*TEKS BACAAN:*
Sabtu, 12 Juli 2025 05:20 WIB

Bagaimana Islam Melihat Tokoh Seorang Istri


  • Selasa, 17 Juni 2025 13:38 WIB

Oleh: Dr. KH. Ahmad Musta’in Syafi’i

NAHDLIYIN.COM, Jakartat – Islam memandang seorang istri bukan sekadar pasangan hidup, tapi sebagai bagian penting dari sistem peradaban. Dalam khutbah Jumatnya, Dr. KH. Musta’in Syafi’i menekankan bahwa Islam memuliakan perempuan, khususnya peran istri dalam menciptakan keluarga yang baik, harmonis, dan diridhai Allah.

Bagi orang beriman, menjadi pribadi yang baik saja tidak cukup. Ada kewajiban lebih jauh: menciptakan keluarga dan keturunan yang baik. Dalam sejarah para nabi, Nabi Ibrahim AS adalah contoh utama. Beliaulah rasul yang paling banyak mendoakan kebaikan untuk keluarga dan anak cucunya. Bahkan Nabi Muhammad SAW sendiri mengakui bahwa derajat mulianya sebagai penutup para nabi merupakan bagian dari doa para leluhurnya, khususnya Nabi Ibrahim.

Karena itu, anak cucu yang mencapai keberhasilan, baik secara intelektual, spiritual, maupun sosial, tidak pantas menyombongkan dirinya seolah itu hasil usaha sendiri. Dalam pandangan Islam, semua keberhasilan adalah buah dari doa orang tua dan para leluhur yang salih. Maka, dalam Al-Qur’an, banyak sekali disebut dzurriyah (keturunan) dari nenek moyang yang baik.

Istri Salihah dan Tantangan Kepemimpinan Suami

KH. Musta’in juga mengangkat fenomena rumah tangga yang dihuni oleh istri yang salihah. Istri yang taat beribadah tanpa perlu disuruh, berbakti dengan sendirinya, dan mampu menjadi sumber ketenangan. Namun, ketika istri sudah sedemikian sempurna, sang suami bisa jadi kehilangan peran aktif sebagai pembimbing. Bahkan, tidak jarang justru sang istri yang membangunkan suaminya untuk tahajud.

Dalam kondisi seperti ini, suami bisa saja lebih banyak belajar dari istrinya. Dan itu tidak masalah. Tapi ada sisi kepemimpinan yang kurang diasah karena tidak terlibat langsung dalam proses mendidik. Maka, sekalipun nyaman, kondisi ini tetap menantang dari sisi tanggung jawab kepemimpinan.

*DAFTAR TUGAS:*
A) Menurut artikel tentang istri dalam Islam, nabi siapa yang disebut sebagai rasul yang paling banyak mendoakan kebaikan untuk keluarga dan anak cucunya?
B) Lanjutkan artikel tentang istri dalam Islam mulai dari kalimat sesudah kalimat terakhirnya.

*BARIS DATA:*
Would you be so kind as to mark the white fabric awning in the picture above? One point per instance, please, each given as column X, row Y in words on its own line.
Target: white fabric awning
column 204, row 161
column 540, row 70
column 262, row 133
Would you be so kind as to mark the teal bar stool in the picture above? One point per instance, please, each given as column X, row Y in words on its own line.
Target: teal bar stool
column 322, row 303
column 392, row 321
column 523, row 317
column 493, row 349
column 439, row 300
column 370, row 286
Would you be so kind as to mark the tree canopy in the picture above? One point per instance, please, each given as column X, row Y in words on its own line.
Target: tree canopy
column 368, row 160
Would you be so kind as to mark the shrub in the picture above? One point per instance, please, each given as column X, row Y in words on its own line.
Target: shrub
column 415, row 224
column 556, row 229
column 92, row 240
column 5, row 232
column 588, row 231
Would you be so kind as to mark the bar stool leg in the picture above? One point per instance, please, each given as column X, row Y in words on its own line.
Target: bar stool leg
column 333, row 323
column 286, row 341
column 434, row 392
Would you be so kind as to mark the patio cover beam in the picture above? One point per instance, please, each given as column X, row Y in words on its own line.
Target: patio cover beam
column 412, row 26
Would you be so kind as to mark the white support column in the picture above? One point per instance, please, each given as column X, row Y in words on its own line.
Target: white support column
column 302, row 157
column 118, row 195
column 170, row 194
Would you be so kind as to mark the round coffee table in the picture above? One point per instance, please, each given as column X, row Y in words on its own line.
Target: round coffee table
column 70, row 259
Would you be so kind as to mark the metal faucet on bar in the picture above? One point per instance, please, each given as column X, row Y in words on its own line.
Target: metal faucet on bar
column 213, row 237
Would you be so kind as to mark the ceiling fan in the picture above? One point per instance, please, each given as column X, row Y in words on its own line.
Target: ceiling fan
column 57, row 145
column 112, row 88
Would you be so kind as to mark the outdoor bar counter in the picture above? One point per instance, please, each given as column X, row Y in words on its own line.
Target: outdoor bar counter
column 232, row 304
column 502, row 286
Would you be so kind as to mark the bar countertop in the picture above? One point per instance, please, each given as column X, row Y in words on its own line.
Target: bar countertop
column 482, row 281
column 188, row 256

*JAWABAN BERURUTAN:*
A) Nabi Ibrahim AS.

B)
Istri yang Tidak Salihah: Ladang Perjuangan Seorang Suami

Sebaliknya, ada laki-laki yang ditakdirkan mendapatkan istri yang jauh dari nilai-nilai Islam. Kisah ini pernah terjadi pada Nabi Nuh dan Nabi Luth. Istri-istri mereka bukan hanya tidak mendukung, tapi aktif menentang dakwah suaminya. Bahkan anak Nabi Nuh ikut melawan. Namun, ini semua menunjukkan satu pelajaran penting: hidayah adalah hak prerogatif Allah.

Meski gagal membimbing keluarga ke jalan yang lurus, para nabi ini tetap dipuji oleh Allah karena usaha dan ketulusan mereka. Mereka telah menunaikan tanggung jawab dengan maksimal.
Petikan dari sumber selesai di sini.